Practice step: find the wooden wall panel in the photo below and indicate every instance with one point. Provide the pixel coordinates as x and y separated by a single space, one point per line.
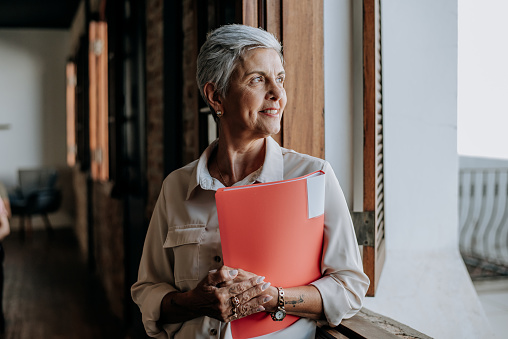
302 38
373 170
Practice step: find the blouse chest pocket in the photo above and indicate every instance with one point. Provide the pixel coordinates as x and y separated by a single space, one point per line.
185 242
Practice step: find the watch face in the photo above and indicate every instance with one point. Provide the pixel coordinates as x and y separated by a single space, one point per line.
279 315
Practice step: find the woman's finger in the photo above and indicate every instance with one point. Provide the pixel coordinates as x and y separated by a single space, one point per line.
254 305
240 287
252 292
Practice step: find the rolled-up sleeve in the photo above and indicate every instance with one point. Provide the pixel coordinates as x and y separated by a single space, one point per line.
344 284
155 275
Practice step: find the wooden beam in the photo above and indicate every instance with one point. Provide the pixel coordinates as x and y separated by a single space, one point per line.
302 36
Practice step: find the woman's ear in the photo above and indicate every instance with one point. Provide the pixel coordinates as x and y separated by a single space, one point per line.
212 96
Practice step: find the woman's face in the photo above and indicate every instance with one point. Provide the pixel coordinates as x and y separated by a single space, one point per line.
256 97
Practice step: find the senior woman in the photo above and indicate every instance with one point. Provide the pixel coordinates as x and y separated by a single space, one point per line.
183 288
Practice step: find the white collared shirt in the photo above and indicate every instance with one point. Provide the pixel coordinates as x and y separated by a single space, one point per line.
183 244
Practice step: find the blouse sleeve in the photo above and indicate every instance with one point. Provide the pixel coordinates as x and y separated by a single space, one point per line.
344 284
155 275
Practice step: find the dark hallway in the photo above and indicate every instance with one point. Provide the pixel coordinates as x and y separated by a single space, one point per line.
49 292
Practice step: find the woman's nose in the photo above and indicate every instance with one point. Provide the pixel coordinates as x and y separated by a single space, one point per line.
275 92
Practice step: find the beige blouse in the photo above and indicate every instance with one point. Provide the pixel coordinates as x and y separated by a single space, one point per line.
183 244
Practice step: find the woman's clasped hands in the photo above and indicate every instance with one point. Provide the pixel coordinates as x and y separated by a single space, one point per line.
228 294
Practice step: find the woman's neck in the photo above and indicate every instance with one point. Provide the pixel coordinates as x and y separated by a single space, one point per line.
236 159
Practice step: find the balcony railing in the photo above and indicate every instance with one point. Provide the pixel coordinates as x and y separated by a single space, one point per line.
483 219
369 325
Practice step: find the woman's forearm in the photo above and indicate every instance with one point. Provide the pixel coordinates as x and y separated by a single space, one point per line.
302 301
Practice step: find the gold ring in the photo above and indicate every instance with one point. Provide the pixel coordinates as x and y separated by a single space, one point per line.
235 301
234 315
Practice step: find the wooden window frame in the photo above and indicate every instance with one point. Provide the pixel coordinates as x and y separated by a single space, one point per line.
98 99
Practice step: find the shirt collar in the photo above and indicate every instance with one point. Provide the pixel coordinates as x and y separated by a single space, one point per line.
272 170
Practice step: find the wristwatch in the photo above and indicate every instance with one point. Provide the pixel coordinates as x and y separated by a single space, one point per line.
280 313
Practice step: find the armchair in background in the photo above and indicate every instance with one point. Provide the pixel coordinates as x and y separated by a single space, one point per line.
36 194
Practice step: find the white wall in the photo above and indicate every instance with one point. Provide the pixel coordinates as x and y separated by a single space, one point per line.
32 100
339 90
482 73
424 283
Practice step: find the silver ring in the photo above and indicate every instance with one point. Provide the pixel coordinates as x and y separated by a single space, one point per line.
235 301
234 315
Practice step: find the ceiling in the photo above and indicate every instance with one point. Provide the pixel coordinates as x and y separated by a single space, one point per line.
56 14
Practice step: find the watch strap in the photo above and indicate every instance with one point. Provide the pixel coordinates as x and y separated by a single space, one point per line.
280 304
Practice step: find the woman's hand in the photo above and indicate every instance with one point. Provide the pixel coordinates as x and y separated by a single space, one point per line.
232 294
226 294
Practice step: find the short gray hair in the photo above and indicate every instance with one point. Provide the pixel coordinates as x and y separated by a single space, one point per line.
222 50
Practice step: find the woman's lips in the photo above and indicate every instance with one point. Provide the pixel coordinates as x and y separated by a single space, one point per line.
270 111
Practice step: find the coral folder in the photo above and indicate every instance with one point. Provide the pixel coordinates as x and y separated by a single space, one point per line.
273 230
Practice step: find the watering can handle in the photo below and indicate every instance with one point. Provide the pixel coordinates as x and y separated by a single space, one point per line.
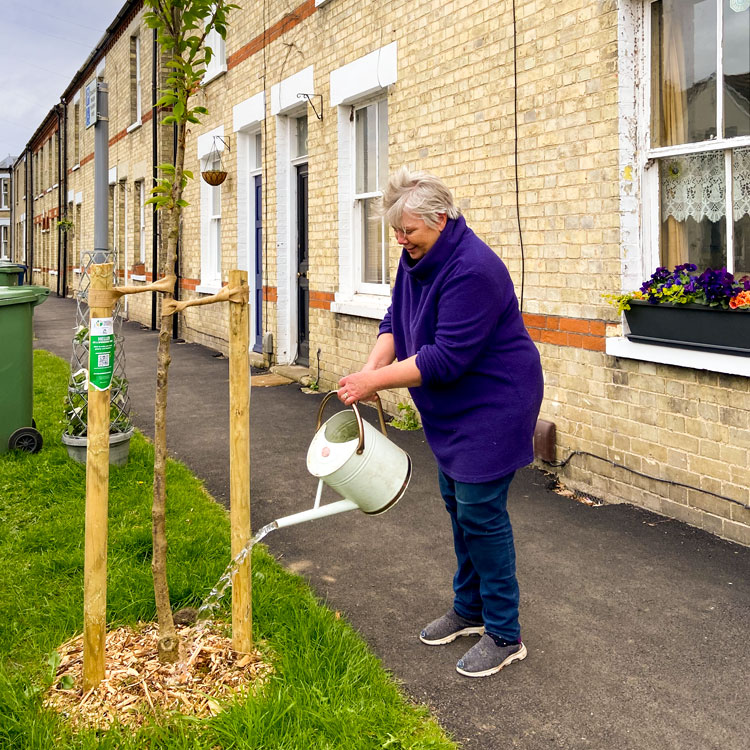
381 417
◆ ◆ ◆ ◆ ◆ ◆ ◆
## Task details
Leave out the pictures and print each record exactly as it stands.

## Complete output
Practice step: find the wooden wall panel in the photo below and indicate every instance with one point. Provide the pixel coordinates as x and y separated by a single space, one point per line.
302 38
373 170
Practice step: find the blouse chest pocket in the photo above and indicate every instance with one point. Provide the pixel coordinates as x and y separated by a single space, one point per line.
185 242
Practice step: find the watch face in the photo above and indicate every instance with one point. Provide the pixel coordinates as x and y separated by a single space, one point per line.
279 315
Practice step: find the woman's finger in the photo above and indicate every instance with one point. Provide the pixel coordinates as x and y separated by a single space, one point per line.
254 305
240 287
252 292
Practice step: find the rolled-up sleeve in the photo above and indicate every instance with one point. Provide the pixel coordinates as x and y separated by a single space, one point per line.
344 284
155 275
Practice step: find the wooden beam in the photo above and indicate every instance with one point. Provide the pixel coordinates as x and y separated by a single space, one point per line.
302 36
Practice step: find the woman's ear in the photo above and indicate every instance with one point. Provide the pixel coordinates as x and y separated by a single space, one point per line.
212 96
Practice step: find the woman's face in the photo above and indicate every instance with one point. Provide the pixel coordinates as x and y separated by a single space, one point per line.
256 97
Practice step: find the senior woman in the photo above and indicate every instance with one point. Provide the pixel coordinates as x and y separated by a single space, one point per line.
183 288
Practice step: find the white collared shirt in the photo above and indicate every instance with one point. Provide the pixel coordinates as x and y separated by a single space, one point per line.
183 244
Practice step: find the blouse sleeve in the photo above and indicate every instance with one point. Provide the pixel coordinates as x and y separated by a single space, one point per line.
344 284
155 275
Practice step: find the dark hallway in the photo above and indicate every instance with one point. Provide the pixel coordinates as x and y separated by a single space, one point per line.
49 292
Practice step: find the woman's nose in the photo above and indicate every instance with one point. Provide the pixel coordinates as x and y separated by a single space, one point per line.
275 92
Practice step: find the beige blouse in the photo above and indicate every instance with one point. Provide the pixel coordinates as x and y separated by a single space, one point per line.
183 244
Practice step: find the woman's clasped hands in the photo above and indicate every instance with one point. Provide the pixel coordinates as x and y separated by a single space, one point per line.
228 294
Practice step: find the woman's neck in the photo above and indicate every instance with one point. Provide the pixel coordinates as x and y separated by a single space, one point per line.
236 159
Practice step: find the balcony railing in the photo above and indicate every instance with one point. Provide the pixel coordinates as x and y separated by a single space, one point per line.
483 219
369 325
Practice step: find the woman's forearm in the photo above and indicate every instance with one point. Provide the pixel coordinates as x and y separated by a single space, one point per line.
302 301
Practice step: find the gold ring in the photo above and indicate every instance with one point. Provide the pixel coordinates as x and y separated by a single space, one point per line.
235 301
234 315
Practice step: find the wooden window frame in the photo above and indicate every instance with one point. Provide the pixel coordinates as x and y separated by a single space, one point per line.
98 99
Practice step: find the shirt collar in the photo above and indicate every instance with one point. Provide the pixel coordinates as x and y separated by a single space, one point per line.
272 170
Practice step: find the wristwatch in the photo above and indicate every instance with one point. Provide the pixel coordinates as x and y separated by a single space, one point per line.
280 313
Practice step: find the armchair in background in the photo above and indicate every instance with one point. Provide the pixel coordinates as x and y separated by a single space, one point per line.
36 194
Practice step: find the white wall in the photo above and indicate every instance with one point. Provide the pixel coordinates as x and y separated by a single space, one point per line.
32 100
339 90
482 73
424 283
Practice step: find the silver ring in the photo above and indicate every instance with one point. Provide the pixel coordinates as x and y separated by a single space, one point per line.
235 301
234 315
Practice step: find the ceiling in the photo above and indicate every instance with one point. Provide the pixel coordinates as x and y separated by a single space, one point per line.
56 14
Practice step: find the watch strap in the photo above and indicate every instance with one point. Provide the pixel coordinates as x and y separated by a single space, one point per line.
280 304
Practice step: find the woman's hand in the photo above and indicate every instance with one point. Provide the pixel coordinates as x and y separated by a single space, one point per line.
232 294
226 294
Practice step: find the short gray hair in the photo above and indicate every instance with one point. Provide the pixel coordinates as x and y separated by a single space, one point per line.
222 50
Practice step: find the woman's lips in the photo above and indicate every instance with one point. Provide the pixel coordinates as x and y separated by a single space, one point per line.
270 111
Practice step: find the coral folder in the photo above and indicate every instance with one point. Provide the pixel coordinates as x and y separated by a single space, one point per line.
273 230
Practice step: find the watering can handle in the photo below and indicate every instance with one point. Provide the pixel coordinates as x and y separated by a single space, one point per line.
381 417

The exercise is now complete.